:: Dataset excerpts

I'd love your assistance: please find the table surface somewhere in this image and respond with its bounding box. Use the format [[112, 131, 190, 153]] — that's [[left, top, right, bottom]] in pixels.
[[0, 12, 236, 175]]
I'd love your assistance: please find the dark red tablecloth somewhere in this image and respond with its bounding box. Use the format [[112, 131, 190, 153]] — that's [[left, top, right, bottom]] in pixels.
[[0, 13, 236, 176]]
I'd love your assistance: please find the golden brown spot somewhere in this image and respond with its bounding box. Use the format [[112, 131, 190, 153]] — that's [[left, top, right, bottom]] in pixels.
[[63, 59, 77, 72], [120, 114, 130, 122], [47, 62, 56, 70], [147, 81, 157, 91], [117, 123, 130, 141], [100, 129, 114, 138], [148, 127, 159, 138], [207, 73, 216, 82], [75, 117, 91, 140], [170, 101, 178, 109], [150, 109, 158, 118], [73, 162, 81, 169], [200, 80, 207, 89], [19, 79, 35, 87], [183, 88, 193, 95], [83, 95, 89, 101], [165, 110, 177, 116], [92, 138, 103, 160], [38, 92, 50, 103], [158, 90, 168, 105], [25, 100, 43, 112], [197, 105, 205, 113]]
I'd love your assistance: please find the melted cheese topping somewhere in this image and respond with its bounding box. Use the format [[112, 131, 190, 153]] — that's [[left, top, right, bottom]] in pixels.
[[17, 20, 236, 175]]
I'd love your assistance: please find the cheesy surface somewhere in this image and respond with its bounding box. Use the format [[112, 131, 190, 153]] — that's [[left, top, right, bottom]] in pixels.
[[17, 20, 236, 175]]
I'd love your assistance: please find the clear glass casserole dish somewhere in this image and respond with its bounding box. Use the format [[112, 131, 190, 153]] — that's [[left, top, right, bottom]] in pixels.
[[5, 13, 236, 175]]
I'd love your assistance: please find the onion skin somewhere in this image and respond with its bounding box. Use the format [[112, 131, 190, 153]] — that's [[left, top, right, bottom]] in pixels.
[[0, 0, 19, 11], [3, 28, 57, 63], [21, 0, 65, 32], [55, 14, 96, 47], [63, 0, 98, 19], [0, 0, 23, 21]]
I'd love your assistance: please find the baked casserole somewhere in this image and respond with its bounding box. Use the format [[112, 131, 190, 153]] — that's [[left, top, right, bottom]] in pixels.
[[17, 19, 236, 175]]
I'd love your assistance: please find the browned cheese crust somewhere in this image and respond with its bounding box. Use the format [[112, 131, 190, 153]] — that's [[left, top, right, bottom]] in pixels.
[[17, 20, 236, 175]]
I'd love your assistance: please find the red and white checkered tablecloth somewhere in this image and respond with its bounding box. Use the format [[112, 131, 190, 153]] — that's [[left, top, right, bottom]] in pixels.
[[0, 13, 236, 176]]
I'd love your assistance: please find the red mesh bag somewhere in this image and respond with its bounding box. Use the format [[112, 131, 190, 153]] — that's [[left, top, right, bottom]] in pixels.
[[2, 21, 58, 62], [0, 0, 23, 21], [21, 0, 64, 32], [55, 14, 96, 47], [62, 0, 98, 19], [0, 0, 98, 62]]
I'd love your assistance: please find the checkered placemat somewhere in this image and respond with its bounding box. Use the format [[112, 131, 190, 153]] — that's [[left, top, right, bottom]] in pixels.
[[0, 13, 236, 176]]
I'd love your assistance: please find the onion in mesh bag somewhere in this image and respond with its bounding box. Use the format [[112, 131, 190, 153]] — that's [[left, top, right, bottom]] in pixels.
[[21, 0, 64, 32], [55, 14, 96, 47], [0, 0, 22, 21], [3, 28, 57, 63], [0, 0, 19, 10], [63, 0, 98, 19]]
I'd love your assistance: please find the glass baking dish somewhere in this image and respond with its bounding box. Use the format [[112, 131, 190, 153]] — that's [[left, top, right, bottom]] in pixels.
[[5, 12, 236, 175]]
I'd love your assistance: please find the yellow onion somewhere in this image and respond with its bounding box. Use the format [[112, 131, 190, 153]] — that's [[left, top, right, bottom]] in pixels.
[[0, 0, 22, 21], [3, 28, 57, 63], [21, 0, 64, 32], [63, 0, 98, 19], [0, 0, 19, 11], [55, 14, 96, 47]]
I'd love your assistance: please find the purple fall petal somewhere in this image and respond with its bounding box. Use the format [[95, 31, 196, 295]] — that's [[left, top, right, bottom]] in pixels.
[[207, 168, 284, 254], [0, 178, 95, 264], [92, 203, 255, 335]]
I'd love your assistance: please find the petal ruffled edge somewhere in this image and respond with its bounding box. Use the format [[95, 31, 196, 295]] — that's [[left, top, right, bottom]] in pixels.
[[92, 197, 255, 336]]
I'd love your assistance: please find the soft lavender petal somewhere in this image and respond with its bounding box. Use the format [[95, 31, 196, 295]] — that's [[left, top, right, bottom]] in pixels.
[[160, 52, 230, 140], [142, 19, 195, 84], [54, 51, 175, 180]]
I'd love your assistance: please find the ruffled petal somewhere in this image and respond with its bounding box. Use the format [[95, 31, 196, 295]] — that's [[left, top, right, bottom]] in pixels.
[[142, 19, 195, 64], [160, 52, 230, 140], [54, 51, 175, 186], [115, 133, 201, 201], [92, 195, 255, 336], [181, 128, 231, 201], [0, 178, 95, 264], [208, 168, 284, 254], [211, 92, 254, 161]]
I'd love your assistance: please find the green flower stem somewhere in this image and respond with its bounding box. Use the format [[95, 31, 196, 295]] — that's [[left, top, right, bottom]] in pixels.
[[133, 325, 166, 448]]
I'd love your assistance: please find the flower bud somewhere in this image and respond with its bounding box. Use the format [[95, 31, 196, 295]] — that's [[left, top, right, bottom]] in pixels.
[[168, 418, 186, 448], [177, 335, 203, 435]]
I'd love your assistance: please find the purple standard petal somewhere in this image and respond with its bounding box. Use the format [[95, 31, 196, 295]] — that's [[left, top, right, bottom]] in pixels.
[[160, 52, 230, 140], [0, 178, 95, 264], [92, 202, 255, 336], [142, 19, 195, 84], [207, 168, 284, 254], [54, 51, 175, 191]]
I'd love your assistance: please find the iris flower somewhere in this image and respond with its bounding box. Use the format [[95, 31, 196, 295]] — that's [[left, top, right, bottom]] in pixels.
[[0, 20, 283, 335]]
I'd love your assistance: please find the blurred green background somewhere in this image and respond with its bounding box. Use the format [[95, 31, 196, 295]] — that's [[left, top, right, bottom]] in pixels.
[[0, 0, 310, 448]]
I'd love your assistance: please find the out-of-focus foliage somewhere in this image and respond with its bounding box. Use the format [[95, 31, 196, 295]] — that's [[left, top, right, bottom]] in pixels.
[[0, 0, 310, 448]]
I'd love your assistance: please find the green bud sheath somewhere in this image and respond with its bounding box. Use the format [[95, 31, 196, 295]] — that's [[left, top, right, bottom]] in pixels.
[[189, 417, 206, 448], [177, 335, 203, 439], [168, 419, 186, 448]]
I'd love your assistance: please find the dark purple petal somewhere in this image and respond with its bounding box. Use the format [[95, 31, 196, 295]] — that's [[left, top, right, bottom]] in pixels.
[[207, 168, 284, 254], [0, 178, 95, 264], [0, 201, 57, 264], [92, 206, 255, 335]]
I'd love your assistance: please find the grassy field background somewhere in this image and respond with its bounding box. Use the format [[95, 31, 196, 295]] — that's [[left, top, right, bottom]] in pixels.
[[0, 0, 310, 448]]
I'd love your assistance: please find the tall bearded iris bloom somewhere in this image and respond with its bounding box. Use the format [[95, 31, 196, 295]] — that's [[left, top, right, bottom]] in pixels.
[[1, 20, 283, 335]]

::::
:: Dataset excerpts

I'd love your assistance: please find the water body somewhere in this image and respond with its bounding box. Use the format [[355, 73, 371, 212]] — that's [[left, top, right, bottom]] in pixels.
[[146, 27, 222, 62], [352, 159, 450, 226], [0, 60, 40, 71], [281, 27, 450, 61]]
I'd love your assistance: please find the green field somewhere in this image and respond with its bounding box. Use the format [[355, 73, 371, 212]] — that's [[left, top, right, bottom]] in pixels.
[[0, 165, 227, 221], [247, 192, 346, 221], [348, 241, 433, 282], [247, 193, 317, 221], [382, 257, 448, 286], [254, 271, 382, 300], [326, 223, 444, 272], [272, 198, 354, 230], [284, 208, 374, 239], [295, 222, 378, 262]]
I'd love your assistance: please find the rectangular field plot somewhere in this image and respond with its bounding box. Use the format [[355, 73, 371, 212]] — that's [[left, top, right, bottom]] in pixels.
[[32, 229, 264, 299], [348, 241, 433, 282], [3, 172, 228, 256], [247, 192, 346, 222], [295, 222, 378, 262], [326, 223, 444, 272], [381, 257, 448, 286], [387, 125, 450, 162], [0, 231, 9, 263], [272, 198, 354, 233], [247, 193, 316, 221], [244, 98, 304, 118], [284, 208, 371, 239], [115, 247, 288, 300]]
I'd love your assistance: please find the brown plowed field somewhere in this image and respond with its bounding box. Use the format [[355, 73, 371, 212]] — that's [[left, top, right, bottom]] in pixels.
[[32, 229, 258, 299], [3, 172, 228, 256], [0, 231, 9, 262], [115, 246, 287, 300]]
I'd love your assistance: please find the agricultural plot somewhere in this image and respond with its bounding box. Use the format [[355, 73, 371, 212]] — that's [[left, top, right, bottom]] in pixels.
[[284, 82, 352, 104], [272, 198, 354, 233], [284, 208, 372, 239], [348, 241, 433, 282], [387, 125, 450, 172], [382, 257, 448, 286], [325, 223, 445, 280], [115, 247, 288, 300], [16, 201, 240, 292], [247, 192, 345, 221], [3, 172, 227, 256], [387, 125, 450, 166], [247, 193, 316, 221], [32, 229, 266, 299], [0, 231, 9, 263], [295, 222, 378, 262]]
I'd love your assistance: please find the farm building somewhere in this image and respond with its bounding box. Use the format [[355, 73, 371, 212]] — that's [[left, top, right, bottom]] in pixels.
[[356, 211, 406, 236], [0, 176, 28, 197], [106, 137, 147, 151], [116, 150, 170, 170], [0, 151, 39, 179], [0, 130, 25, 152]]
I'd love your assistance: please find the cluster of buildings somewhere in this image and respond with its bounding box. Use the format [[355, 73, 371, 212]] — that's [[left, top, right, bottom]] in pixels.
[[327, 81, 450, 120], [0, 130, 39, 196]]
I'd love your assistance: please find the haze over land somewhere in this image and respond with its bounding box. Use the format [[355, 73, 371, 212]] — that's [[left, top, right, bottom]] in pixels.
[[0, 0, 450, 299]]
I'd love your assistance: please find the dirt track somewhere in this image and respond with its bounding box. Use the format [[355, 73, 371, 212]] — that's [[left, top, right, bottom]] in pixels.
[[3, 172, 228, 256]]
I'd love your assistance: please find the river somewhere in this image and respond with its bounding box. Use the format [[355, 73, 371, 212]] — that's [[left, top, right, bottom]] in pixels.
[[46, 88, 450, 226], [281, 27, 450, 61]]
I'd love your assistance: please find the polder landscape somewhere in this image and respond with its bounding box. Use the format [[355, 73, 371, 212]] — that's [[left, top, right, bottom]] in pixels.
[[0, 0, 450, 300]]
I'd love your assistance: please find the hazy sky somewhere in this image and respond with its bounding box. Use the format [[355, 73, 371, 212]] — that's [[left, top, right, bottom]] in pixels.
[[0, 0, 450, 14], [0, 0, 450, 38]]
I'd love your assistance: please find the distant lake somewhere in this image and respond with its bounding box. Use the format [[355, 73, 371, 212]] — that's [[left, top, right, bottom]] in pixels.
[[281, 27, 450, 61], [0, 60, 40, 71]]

::::
:: Dataset excerpts

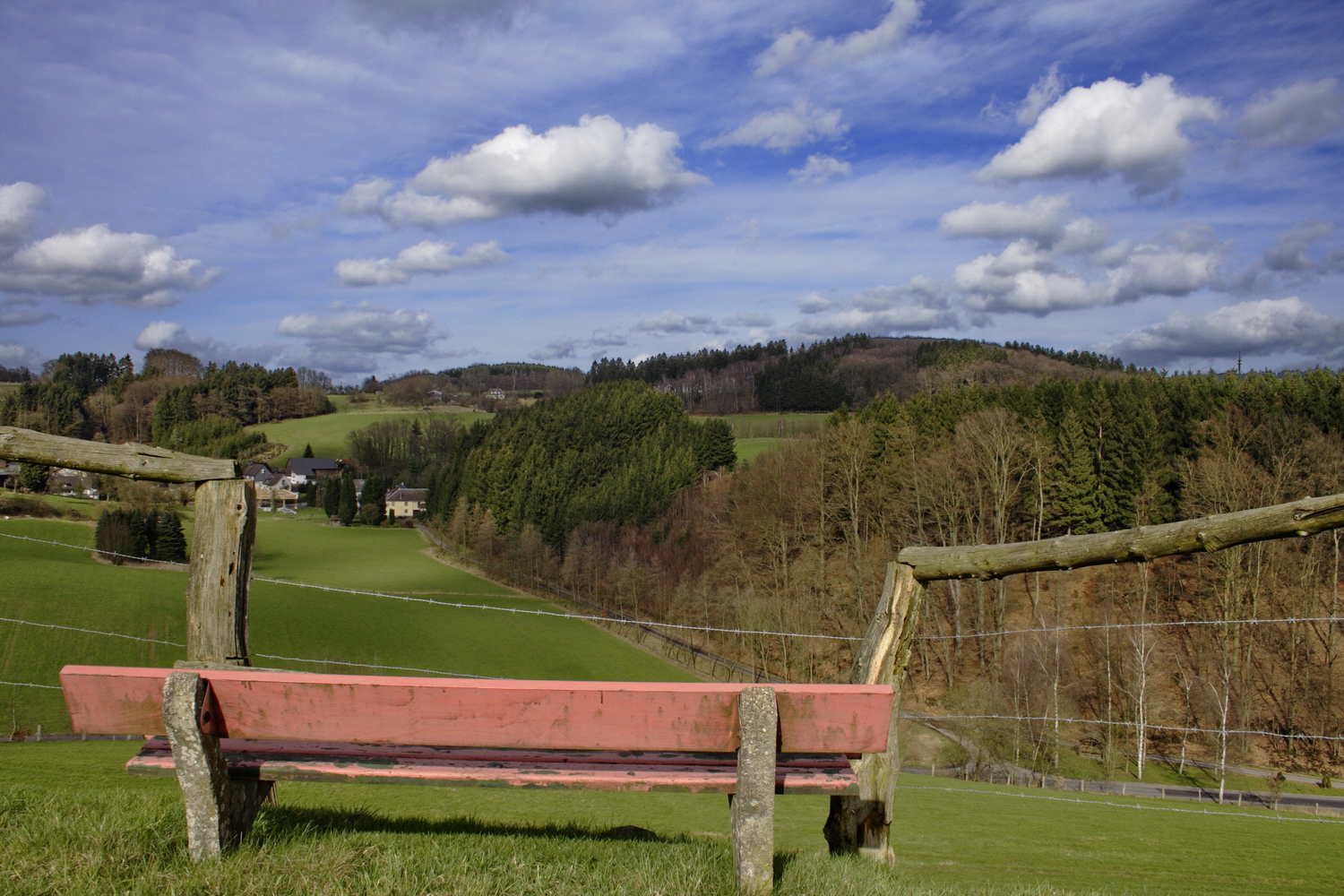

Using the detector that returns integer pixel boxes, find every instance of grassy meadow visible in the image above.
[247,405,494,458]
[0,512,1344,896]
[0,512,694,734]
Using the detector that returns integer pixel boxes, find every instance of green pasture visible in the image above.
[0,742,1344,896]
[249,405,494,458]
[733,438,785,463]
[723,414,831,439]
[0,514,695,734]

::::

• Given exercise: Report how many lines of the material above contain the string "boxes", with uppercase and lowercase letters treated as different. Give only the number.

• Written solution: 2